EXERCISES TO COMPLETE ::
1 – In the blog post about supporting people or platforms, who changed the first commenter's thinking during a break at TEDxEDU.cn?
2 – Carry on writing the blog post about supporting people or platforms, starting right after its last sentence.

GIVEN PASSAGE ::

Do you support People or Platforms?

As I sit here in my hotel room an hour away from starting my official Apple Distinguished Educators (ADE) training this question keeps popping into my head.

Do you support People or Platforms?

Flickr ID: Wader

It’s an interesting question…that I continue to reflect on. We all have strengths and weaknesses in the computer programs/platforms that we know. But do we some time support the platform rather than the people?

Is there a difference?

Can you support people without supporting a platform?

Just some questions that are running through my head as I start my 5 day training on everything Apple.

9 Comments

  1. We should support people not platforms. I used to think students should adapt to the platform the school established. Then back in November, during a break between sessions at TEDxEDU.cn, Julie Lindsay changed my thinking. She put two ideas into my head. That a one-to-one laptop program should allow students to use their preferred computers not the school’s. And the design of the one-to-one laptop program should be driven by the students’ needs not the tech department’s. Those were my best take-aways from TEDxEDU.com. Now my IT manager and I are talking about ways we can support students first and let the platform follow.

    • I agree…and schools find ways to put the platform over people.

      – They won’t have the same software
      – We’ll have to support multiple machines/platforms

      They are legit concerns and I get that. I wonder how many schools have students being the main point on their adoption teams rather than teachers and administrators?

      • You nailed it. Those are the big issues/obstacles we are discussing. Regarding the software, we’re looking at a one-to-one program based on the idea that students bring the hardware, we bring the software. They come to school with the laptop of their choice and we install in it our standard suite of software. To make this work efficiently, we’re aiming to support one make of a Windows-based laptop and MacBooks, because supporting multiple machines would be too inefficient in many ways. At least that’s where we are now.

        I like this approach because it shifts our financial load away from hardware and to software. That’s a good move because hardware doesn’t improve learning software does. And it removes the problem that Tim mentioned — no diversity. A kid in a classroom with different computers customized for different work flows can compare and see the advantages and drawbacks of different set ups. That kind of classroom facilitates curiosity and stimulates decision making about the best tools for problem solving and creativity. But it can get messy, inefficient. Maybe so much so that it isn’t worth it. A simple one-platform environment handed to the students would allow everyone to just focus on their core subject areas. I see the benefit of that too.

        Is this you-bring-the-hardware, we-bring-the-software idea impractical or just crazy?

        • An interesting approach and I’ll be watching as you role it out. I like giving students the choice of platform. I completely understand where schools are coming from in supporting dual platforms at schools. It’s hard, it’s costly, and can be frustrating. But if you have common software on all machines, the OS really doesn’t matter.

  2. I believe people over platforms. Although I applaud the work that companies such as Apple and Google (and others) do for education (such as the Apple Distinguished Educator and Google Certified Teacher programs) I am always cognizant of the fact that their bottom line is the bottom line. Apple wants people to use Apple; Google wants people to use Google, even when the platform is not necessarily the best for a specific educational need. And that’s OK – that’s their job. Ours as educators is to pick the best for our students.

Entries from a point annotation set ::
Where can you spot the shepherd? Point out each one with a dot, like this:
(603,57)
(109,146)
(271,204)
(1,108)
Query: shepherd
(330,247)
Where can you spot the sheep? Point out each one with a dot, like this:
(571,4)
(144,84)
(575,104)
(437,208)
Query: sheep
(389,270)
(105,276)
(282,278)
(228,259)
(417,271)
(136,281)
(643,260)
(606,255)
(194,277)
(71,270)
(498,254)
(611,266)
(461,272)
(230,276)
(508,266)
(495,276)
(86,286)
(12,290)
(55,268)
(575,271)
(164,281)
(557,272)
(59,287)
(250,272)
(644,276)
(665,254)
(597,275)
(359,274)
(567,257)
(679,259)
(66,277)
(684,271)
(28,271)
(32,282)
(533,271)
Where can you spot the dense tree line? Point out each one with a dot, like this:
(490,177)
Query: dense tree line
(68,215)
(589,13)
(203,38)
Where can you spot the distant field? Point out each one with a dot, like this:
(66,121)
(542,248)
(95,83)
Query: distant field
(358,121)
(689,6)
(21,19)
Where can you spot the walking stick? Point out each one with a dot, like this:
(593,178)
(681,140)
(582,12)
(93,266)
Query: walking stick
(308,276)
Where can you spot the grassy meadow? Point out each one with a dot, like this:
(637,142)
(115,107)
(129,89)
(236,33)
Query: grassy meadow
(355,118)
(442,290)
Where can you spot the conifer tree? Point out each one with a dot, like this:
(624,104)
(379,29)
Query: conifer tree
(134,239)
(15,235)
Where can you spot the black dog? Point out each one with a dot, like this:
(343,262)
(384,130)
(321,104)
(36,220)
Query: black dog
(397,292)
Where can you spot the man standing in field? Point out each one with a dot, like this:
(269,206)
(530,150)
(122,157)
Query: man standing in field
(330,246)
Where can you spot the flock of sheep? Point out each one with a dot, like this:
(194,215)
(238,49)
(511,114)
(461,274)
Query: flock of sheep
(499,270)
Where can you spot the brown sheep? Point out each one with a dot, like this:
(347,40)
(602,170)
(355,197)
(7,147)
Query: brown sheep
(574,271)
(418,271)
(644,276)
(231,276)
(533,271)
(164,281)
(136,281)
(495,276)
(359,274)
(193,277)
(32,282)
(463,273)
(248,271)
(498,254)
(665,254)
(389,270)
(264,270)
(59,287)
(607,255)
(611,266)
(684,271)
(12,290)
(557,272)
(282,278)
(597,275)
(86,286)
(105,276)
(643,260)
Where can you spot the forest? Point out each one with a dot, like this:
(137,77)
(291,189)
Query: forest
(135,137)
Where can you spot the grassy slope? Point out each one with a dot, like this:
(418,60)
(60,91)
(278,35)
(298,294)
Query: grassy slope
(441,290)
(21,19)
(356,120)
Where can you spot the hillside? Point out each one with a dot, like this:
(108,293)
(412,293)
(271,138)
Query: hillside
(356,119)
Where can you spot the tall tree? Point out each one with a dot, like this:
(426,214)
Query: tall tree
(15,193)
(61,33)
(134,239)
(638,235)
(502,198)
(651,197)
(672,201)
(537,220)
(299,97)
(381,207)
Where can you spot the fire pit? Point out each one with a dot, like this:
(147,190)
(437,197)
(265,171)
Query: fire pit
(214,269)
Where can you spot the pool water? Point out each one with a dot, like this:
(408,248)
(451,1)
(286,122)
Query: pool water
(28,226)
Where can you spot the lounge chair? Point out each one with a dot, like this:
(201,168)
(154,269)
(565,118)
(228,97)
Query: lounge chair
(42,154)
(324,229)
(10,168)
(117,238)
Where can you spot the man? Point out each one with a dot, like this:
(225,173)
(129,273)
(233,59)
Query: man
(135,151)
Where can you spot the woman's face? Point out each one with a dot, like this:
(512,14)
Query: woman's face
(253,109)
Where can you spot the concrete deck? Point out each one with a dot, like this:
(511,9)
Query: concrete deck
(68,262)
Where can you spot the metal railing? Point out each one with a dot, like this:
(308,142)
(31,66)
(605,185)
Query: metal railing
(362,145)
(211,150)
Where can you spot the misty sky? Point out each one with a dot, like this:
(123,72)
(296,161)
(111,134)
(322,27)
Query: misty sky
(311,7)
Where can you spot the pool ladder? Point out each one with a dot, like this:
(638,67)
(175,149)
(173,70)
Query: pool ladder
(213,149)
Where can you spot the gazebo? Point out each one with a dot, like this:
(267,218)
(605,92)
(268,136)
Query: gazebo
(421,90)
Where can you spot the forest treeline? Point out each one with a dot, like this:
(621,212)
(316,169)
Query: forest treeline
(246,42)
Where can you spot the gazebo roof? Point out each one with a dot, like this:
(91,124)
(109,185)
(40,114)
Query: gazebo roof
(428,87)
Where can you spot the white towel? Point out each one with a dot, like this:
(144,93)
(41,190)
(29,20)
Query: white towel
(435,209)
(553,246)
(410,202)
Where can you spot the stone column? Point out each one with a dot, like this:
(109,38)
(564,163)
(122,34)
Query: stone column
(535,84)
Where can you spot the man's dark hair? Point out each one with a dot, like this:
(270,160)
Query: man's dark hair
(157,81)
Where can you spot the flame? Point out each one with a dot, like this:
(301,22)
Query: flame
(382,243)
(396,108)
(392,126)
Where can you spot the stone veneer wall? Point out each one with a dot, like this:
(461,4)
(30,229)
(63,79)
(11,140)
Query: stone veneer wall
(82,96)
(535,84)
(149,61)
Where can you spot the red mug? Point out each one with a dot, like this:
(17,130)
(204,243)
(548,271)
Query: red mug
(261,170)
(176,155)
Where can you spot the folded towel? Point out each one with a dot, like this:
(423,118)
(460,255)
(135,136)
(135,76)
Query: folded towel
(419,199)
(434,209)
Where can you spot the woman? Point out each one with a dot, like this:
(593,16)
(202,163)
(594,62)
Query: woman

RESPONSES IN ORDER ::
1 – Julie Lindsay

2 –
    • I agree and how do we help spread that message? Our job is to know what tools to pick, what best fits in the curriculum. I, like you, applaud Apple and Google and what I was trying to start with Wetpaint.com and their wiki program before they shut it down. Give educators the training, and allow them to choose the right tool for the job.

      Is it OK for teachers to choose a school they are going to teach at based on platform?

      Is it OK for parents/students to choose a school they will attend based on platform?

      I worry when I hear people say we HAVE to be this, or we HAVE to use that. I worry we start to put blinders on based on platform rather than student need.

  3. Sometimes, when the Open Source folks are beating me on the head, I think that my support of Apple in the classroom is a doomed strategy, especially in a school district that thinks “low bid is the go bid.”
    And, I try my best to see the advantages of Windows or Linux.

    But…

    It is not as easy as saying this platform is better than that platform.
    What happens is that schools make the choices for kids, so kids don’t get to see the advantages of one platform over another. In a school of all PCs, how can a kid experience iMovie, or Garageband, or iPhoto over Windows Movie Maker or Photostory? In an all PC or all Mac or all linux environment, there is no place to compare.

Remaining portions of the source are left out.